→ **QUOTED PASSAGE**
=== Section Start ===

Efficacy and tolerability of doxazosin gastro-intestinal therapeutic system versus tamsulosin in patients with lower urinary tract symptoms associated with benign prostatic hyperplasia: A systematic review and meta-analysis.

Alpha1-adrenoceptor antagonists (α1-blockers) are first-line drugs for the treatment of lower urinary tract symptoms associated with benign prostate hyperplasia (BPH). Doxazosin gastrointestinal therapeutic system (GITS) and tamsulosin belong to the 2 most frequently prescribed α1-blockers. This systematic review and meta-analysis was performed to compare the efficacy and tolerability of these 2 α1-blockers.

A systematic review of published randomized controlled trials in English or Chinese language was performed using the PubMed, EMBASE, Cochrane Library, CNKI, Wanfang, and Vip databases. After data extraction and quality assessment, the meta-analysis was performed to compare clinical parameters (International Prostate Symptom Score [IPSS] total [IPSS-T], storage [IPSS-S], voiding [IPSS-V], maximum urine flow [Qmax], and postvoid residual) and adverse events (AEs) that changed after first drug intake.

=== Section End ===

→ **ENTRIES PROVIDED**

=== Section Start ===

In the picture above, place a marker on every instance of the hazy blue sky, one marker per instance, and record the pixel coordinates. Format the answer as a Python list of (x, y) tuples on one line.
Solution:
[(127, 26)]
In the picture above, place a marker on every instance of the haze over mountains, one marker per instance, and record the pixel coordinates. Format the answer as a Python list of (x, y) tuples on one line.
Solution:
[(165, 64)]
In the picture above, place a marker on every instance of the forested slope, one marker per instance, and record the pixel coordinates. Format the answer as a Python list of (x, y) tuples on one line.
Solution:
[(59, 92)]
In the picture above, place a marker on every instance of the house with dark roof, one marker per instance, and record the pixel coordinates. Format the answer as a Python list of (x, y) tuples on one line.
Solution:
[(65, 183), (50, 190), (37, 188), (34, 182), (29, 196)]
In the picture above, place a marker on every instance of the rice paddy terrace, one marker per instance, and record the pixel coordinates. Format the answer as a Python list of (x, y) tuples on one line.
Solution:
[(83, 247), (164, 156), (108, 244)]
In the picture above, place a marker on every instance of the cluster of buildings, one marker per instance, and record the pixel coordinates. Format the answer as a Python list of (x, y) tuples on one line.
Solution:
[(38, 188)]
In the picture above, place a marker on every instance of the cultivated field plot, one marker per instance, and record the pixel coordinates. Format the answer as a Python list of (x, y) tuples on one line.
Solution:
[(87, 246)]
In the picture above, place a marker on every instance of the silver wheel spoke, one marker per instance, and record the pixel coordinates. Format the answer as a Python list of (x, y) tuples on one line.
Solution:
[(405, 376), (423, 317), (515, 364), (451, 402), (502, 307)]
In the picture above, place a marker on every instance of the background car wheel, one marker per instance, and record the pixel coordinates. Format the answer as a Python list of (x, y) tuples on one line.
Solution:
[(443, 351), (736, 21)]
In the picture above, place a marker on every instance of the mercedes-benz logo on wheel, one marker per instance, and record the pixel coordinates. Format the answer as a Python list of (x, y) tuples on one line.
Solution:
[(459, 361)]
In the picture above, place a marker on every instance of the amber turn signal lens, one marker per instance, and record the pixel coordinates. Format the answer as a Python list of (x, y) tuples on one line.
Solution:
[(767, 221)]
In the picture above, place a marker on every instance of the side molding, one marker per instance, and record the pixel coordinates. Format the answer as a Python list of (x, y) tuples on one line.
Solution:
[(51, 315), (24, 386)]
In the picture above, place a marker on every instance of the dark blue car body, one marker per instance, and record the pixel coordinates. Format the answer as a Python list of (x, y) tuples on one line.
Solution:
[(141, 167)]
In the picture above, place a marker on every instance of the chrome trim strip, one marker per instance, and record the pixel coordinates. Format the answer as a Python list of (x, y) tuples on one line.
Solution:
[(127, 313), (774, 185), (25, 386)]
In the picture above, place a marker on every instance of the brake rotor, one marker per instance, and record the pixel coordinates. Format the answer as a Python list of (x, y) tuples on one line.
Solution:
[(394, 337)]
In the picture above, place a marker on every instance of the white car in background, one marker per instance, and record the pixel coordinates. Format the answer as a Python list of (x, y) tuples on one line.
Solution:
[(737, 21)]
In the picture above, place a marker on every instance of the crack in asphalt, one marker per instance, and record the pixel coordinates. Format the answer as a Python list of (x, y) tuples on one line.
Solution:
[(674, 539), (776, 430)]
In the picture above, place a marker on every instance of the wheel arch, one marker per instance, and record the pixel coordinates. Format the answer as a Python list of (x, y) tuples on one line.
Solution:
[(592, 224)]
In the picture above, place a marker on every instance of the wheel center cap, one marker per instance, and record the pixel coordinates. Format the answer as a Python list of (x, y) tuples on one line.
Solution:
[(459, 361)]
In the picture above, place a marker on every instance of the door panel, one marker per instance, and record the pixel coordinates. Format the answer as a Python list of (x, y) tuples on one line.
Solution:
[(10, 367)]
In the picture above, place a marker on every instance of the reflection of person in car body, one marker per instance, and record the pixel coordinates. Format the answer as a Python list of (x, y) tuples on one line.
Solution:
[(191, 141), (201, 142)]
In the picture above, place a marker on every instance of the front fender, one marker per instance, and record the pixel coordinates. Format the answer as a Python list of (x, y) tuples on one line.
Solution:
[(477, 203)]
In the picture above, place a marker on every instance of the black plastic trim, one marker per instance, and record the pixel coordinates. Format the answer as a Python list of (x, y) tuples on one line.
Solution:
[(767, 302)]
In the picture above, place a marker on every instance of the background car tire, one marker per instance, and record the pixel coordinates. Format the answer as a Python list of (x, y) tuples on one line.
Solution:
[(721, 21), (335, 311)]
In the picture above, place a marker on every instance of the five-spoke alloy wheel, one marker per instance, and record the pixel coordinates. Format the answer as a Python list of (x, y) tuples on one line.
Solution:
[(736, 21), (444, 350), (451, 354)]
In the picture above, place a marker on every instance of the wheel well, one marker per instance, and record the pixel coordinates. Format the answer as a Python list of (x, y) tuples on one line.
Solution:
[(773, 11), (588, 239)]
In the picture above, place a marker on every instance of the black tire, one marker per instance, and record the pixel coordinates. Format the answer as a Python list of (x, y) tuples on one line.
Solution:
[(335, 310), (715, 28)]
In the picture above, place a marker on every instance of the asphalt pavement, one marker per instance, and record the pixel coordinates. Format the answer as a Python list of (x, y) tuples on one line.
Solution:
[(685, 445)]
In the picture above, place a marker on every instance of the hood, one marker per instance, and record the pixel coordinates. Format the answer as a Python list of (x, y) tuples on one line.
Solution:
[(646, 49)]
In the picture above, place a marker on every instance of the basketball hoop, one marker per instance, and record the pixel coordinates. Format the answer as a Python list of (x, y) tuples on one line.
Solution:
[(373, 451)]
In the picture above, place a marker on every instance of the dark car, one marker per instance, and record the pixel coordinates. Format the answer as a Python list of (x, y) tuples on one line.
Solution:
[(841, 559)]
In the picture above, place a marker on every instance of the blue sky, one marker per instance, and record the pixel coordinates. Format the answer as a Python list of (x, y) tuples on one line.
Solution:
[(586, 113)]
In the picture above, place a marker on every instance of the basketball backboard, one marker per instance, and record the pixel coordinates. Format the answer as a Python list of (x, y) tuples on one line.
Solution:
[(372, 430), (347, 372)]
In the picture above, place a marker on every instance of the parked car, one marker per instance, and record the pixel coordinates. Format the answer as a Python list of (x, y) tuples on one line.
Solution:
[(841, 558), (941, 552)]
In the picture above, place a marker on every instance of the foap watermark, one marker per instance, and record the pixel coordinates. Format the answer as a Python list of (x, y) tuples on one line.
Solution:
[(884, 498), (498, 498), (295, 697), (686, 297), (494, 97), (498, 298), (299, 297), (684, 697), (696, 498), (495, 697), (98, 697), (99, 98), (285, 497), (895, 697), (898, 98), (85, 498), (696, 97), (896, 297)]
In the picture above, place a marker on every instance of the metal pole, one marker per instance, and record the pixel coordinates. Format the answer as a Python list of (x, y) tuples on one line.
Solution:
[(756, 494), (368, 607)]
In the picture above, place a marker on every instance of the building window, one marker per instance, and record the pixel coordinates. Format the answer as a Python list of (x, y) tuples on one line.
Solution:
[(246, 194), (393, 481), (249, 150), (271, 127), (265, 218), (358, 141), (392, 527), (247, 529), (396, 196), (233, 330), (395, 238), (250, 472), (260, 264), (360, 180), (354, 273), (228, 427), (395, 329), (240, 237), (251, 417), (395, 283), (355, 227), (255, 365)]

=== Section End ===

→ **QUESTIONS ON THE MATERIAL**
A: According to the doxazosin and tamsulosin abstract, what class of drugs is first-line treatment for lower urinary tract symptoms associated with benign prostate hyperplasia?
B: Name every database the doxazosin and tamsulosin abstract says was searched for the systematic review.
C: Resume the doxazosin and tamsulosin abstract after its final sentence.
The records have no connection to the doxazosin and tamsulosin abstract.

→ **ANSWERS BY ITEM**
A: Alpha1-adrenoceptor antagonists (α1-blockers).

B: PubMed, EMBASE, Cochrane Library, CNKI, Wanfang, and Vip.

C:
After the screening, 8 eligible randomized controlled trials with 1316 patients were identified. Doxazosin-GITS showed a significantly higher efficacy compared with tamsulosin (IPSS-T P < .001, IPSS-S P < .001, and IPSS-V P < .001). There were no significant differences between the 2 drugs for changes in Qmax (P = .477) or postvoid residual (P = .739). The overall AEs were significantly lower in the doxazosin-GITS group (risk ratio: 0.77; 95% CI: 0.54-1.08; P = .036). However, dizziness (P = .387), headache (P = .745), asthenia (P = .693), postural hypotension (P = .114), and retrograde ejaculation (P = .187) were similar between the 2 groups.

This meta-analysis indicates that doxazosin-GITS has significantly higher efficacy and lower AEs than tamsulosin in patients with lower urinary tract symptoms/benign prostate hyperplasia.

Medicine. 2021 Aug 20 [Epub]

Jianming Guo, Rong Tang

Department of Urology, Zhongshan Hospital, Fudan University, Shanghai, China., Viatris Pharmaceuticals Co., Ltd, Shanghai, China.